- Exercise passage -
· · ·
Happy Birthday Occupy!

Photo Credit: Gene Taylor, BusinessInsider.com

It’s not a coincidence that I am launching this blog on the one year anniversary of Occupy Wall Street. One of the most beautiful successes of the Occupy movement has been to link different issues together under a shared political analysis. While right wing media critiqued Occupy Wall Street as lacking clarity, in actuality the analysis of our current crisis is in dire need of a more comprehensive framework. Housing foreclosures, student debt, private prisons, mass deportations and environmental degradation were being talked about in the same space. This is something that the non-profit-ization of justice-focused work has made more challenging over the past few decades. (For full disclosure, I am happily and fully employed by a well-established, national nonprofit organization.)

The past few weeks I have been engaged in some intense organizing for justice on the national stage and I found myself torn between issues. By day, I was spending my long work hours organizing against climate change and local environmental pollution; and by night, I was supporting the work of my friends in the struggle for immigrant rights. It was during this space that I was again deeply reminded of the need for progressive movements to align our interlocking struggles.
· · ·
- Required work -
Continue the blog post about the Occupy Wall Street anniversary from its last sentence.
· · ·
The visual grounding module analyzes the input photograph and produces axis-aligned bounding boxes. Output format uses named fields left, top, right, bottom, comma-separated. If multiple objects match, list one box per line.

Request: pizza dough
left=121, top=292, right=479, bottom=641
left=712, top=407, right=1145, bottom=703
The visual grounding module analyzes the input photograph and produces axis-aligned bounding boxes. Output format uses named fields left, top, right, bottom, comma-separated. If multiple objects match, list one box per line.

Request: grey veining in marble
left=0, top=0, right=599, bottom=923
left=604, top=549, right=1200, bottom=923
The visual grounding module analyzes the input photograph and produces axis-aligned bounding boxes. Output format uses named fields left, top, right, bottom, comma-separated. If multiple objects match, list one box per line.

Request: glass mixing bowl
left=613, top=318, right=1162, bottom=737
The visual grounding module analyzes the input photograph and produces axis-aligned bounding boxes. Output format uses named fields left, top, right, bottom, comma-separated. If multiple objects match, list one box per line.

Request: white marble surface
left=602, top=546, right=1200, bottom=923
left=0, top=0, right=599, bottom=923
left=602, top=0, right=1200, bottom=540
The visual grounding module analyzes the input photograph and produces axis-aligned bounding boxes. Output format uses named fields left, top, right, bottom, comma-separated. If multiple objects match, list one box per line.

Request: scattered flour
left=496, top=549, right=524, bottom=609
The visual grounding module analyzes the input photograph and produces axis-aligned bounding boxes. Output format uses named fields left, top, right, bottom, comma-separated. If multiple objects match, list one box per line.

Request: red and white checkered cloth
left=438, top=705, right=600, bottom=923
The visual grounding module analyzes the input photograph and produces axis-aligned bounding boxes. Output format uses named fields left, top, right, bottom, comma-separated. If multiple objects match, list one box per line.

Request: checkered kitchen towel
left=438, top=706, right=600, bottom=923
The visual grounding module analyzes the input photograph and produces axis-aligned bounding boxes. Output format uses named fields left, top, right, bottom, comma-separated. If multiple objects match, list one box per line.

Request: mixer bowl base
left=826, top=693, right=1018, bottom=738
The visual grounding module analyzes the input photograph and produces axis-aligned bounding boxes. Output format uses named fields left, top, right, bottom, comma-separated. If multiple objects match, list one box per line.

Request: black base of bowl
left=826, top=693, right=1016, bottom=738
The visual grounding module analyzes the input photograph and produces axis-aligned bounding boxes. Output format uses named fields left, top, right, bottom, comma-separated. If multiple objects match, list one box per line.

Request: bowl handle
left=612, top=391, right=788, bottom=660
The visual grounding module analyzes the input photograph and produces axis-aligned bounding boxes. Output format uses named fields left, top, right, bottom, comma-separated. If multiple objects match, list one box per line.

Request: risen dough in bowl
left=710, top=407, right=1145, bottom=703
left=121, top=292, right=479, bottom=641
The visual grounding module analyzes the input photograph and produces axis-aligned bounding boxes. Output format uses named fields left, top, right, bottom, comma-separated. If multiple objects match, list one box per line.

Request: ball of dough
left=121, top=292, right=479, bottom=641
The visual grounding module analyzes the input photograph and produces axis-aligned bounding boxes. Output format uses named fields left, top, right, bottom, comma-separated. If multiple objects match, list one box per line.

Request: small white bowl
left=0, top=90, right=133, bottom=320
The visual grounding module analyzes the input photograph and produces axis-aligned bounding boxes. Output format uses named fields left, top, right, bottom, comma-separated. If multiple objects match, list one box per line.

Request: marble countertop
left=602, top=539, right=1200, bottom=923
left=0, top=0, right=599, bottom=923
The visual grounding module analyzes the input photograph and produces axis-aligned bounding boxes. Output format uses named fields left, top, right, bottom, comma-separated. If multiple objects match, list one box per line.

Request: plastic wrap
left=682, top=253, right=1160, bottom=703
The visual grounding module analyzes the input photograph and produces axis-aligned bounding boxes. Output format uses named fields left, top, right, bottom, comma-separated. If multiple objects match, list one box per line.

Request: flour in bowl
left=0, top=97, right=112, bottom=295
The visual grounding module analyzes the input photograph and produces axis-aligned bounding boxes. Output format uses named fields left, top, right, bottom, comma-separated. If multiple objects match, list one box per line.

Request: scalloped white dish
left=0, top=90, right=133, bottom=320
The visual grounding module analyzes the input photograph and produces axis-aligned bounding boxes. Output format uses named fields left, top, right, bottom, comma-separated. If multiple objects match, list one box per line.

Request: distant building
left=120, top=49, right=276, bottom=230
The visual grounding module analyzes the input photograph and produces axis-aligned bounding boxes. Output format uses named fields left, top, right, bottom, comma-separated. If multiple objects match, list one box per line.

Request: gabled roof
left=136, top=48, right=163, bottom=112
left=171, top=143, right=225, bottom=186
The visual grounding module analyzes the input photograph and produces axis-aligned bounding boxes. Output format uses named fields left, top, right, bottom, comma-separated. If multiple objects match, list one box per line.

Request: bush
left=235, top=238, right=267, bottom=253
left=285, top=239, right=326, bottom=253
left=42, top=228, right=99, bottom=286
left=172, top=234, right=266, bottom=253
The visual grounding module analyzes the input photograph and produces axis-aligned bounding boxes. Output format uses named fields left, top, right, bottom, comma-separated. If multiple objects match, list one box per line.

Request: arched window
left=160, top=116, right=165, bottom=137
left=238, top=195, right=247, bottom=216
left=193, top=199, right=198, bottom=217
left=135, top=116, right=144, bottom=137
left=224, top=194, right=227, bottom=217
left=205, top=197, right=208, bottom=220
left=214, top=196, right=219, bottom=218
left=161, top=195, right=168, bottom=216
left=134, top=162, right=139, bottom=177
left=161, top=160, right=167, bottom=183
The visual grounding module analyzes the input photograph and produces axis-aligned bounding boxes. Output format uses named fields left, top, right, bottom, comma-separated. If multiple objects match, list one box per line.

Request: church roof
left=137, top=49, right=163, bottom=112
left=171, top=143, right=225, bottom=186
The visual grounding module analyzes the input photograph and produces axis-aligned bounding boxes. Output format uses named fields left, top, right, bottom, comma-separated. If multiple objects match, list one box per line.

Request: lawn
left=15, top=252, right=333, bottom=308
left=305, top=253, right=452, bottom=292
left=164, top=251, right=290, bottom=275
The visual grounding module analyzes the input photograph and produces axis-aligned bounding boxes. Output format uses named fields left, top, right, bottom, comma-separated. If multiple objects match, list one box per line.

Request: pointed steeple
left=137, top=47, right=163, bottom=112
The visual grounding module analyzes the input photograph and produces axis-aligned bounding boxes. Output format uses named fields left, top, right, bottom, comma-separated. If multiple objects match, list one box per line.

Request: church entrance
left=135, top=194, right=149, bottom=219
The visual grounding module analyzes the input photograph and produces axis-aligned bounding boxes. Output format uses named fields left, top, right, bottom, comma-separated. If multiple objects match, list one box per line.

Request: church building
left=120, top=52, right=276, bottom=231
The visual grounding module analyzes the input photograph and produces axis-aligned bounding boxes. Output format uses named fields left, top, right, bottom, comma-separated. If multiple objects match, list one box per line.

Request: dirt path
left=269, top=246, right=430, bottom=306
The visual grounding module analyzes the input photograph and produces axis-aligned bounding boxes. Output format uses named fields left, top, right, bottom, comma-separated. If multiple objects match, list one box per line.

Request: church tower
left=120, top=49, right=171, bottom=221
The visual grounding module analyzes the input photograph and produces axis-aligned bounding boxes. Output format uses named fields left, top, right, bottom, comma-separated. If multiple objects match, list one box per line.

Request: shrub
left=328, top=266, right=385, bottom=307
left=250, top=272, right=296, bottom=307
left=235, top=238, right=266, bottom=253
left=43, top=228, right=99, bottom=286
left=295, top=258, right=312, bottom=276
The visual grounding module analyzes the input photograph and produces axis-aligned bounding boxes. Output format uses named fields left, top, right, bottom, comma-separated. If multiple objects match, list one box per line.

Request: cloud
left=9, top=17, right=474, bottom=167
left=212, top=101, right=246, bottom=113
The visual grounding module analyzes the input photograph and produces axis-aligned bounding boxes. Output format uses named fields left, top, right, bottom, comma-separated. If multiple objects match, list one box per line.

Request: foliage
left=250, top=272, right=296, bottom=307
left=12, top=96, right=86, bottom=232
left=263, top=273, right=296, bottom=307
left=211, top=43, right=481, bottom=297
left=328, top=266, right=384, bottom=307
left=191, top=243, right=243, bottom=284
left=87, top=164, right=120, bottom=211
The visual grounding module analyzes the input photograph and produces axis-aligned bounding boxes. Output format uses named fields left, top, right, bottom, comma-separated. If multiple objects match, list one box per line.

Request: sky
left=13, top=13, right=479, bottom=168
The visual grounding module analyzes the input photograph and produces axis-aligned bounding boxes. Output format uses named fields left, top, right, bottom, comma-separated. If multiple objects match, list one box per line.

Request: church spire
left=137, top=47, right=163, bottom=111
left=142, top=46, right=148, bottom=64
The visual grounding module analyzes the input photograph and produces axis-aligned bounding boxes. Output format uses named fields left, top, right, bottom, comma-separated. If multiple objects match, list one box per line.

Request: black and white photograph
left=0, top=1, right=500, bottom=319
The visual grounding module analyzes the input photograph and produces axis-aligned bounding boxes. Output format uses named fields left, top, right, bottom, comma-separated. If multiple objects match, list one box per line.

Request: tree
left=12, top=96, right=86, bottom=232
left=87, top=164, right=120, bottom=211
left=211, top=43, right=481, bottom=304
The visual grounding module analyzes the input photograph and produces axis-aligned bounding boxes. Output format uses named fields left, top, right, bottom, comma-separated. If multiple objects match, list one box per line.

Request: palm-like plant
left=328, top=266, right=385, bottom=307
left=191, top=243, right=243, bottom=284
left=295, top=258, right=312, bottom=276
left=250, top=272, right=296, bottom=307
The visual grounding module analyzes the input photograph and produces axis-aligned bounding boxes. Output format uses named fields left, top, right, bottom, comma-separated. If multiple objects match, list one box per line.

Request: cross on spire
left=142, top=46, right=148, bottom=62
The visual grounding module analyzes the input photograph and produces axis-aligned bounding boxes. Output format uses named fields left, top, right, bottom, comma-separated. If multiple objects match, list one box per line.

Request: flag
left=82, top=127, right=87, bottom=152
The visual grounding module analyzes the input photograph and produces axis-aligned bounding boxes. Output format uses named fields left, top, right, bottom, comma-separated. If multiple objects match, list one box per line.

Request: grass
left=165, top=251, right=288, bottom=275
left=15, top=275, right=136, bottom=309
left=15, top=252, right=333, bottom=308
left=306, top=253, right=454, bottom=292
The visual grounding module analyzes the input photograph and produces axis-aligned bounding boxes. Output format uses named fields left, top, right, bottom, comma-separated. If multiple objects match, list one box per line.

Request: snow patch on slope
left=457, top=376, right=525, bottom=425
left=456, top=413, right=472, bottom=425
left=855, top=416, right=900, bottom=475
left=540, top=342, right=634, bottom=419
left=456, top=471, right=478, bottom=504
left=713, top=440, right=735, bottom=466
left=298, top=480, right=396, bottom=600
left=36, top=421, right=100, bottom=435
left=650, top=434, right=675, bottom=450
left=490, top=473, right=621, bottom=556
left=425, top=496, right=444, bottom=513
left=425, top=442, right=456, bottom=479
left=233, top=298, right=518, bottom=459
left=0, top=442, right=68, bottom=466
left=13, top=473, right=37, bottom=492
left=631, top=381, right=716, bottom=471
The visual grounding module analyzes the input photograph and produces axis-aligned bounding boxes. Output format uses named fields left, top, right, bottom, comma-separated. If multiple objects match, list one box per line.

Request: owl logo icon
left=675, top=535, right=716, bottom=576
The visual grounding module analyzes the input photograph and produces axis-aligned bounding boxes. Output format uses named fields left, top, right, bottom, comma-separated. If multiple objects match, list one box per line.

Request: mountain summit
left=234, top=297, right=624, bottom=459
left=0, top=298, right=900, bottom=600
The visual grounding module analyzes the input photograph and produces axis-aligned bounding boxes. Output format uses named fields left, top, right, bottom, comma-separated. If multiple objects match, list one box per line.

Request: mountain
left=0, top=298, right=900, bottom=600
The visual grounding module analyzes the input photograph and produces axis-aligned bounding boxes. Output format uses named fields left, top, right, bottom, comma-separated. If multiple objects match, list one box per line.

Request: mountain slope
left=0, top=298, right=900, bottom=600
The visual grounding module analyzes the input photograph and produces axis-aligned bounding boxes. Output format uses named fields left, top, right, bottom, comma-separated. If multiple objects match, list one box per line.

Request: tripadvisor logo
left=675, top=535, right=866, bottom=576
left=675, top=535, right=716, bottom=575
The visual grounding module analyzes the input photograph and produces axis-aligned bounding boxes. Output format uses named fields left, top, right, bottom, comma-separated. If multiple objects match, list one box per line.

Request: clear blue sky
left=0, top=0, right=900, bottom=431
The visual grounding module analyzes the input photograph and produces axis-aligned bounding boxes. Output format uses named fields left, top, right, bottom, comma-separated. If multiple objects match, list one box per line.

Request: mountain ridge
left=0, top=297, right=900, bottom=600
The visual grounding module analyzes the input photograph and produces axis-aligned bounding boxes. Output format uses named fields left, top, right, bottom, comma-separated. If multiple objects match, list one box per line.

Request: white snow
· · ·
- Final answer -
The past few weeks I also confirmed my fear that the climate justice movement and immigrant rights movements in the United States are rarely in communication with one another. (At least, several  major players on the national level are not.) And yet, we desperately need to work together in the coming years to deal with the global crisis of climate refugees and climate migrants (the direct overlap between climate change and immigration crisis in the undeniably potentially devastating form).

As the impacts of climate change grow more real every week, scarcity over resources like food, water and land will push more people to leave their homes and migrate to resource rich countries. One day many of the world’s poor will have nothing to eat but the rich. This blog is my attempt to link some of the conversations within these two movements. It is my call to action for the environmental and social justice communities to unite before we are torn apart. Afterall, we are the 99%.